• [EXERCISES TO COMPLETE]
1 - Please reproduce the part of the forum thread on puppy jumping that runs from "## gingerling (Jun" to "them to understand.".
2 - Answer these questions from the forum thread on puppy jumping:
(a) How old is River123's puppy?
(b) What does harrigab do with their arms when a dog jumps?
(c) How many spray bottles does trevor1000 keep around the house?
3 - List the usernames of everyone who posts in the forum thread on puppy jumping.

• [EXCERPT TO READ]
= = =
# Jumping.



## River123 (Jul 12, 2015)

I have an almost 6 month old puppy. He loves to jump. I have another dog that was taught to give hugs, when asked. My 6 month v thinks it means that he's allowed to jump whenever he wants. I can't teach him to stop jumping. He won't listen to anything. I haven't let the other dog give "hugs" anymore when my 6 month is around. How do you stop jumping?


----------



## harrigab (Aug 21, 2011)

I fold my arms and turn my back on them, when they're sat nicely they get a fuss made of them.


----------



## gingerling (Jun 20, 2015)

The easiest way to stop bad behavior is to not teach it or otherwise encourage or allow it in the first place 

Dogs jump as a greeting, it's an instinct. What you want to do..consistently with all the dogs, as they watch and learn from each other....is to use your experience of when they jump, so you can pre empt it by bending down first to greet them..which you can do warmly and add "Good off!", so they're associating your word with their action and a reward. If they jump, you want to move quickly away, turn, etc., so they cannot succeed in reaching you. Do not hesitate to do the old stand by, lifting your knee. But use the word "Off" so they learn what it is you're doing and what you expect, rather than just shimmying away from them, which will take longer for them to understand.


----------



## trevor1000 (Sep 20, 2013)

Water spray bottle.
We have 5 or 6 around the house.
If Bacchus gets into one of his "V moods" all I need to do is grab a spray bottle.
I dont even need to spray him anymore.


----------
= = =
• [SUPPLIED DATA]
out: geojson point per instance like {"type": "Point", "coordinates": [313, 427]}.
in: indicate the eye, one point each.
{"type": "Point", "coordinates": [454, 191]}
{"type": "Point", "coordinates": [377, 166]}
= = =
• [SOLUTION SET]
1 -
## gingerling (Jun 20, 2015)

The easiest way to stop bad behavior is to not teach it or otherwise encourage or allow it in the first place 

Dogs jump as a greeting, it's an instinct. What you want to do..consistently with all the dogs, as they watch and learn from each other....is to use your experience of when they jump, so you can pre empt it by bending down first to greet them..which you can do warmly and add "Good off!", so they're associating your word with their action and a reward. If they jump, you want to move quickly away, turn, etc., so they cannot succeed in reaching you. Do not hesitate to do the old stand by, lifting your knee. But use the word "Off" so they learn what it is you're doing and what you expect, rather than just shimmying away from them, which will take longer for them to understand.

2 -
(a) Almost 6 months old.
(b) Folds them.
(c) 5 or 6.

3 -
River123
harrigab
gingerling
trevor1000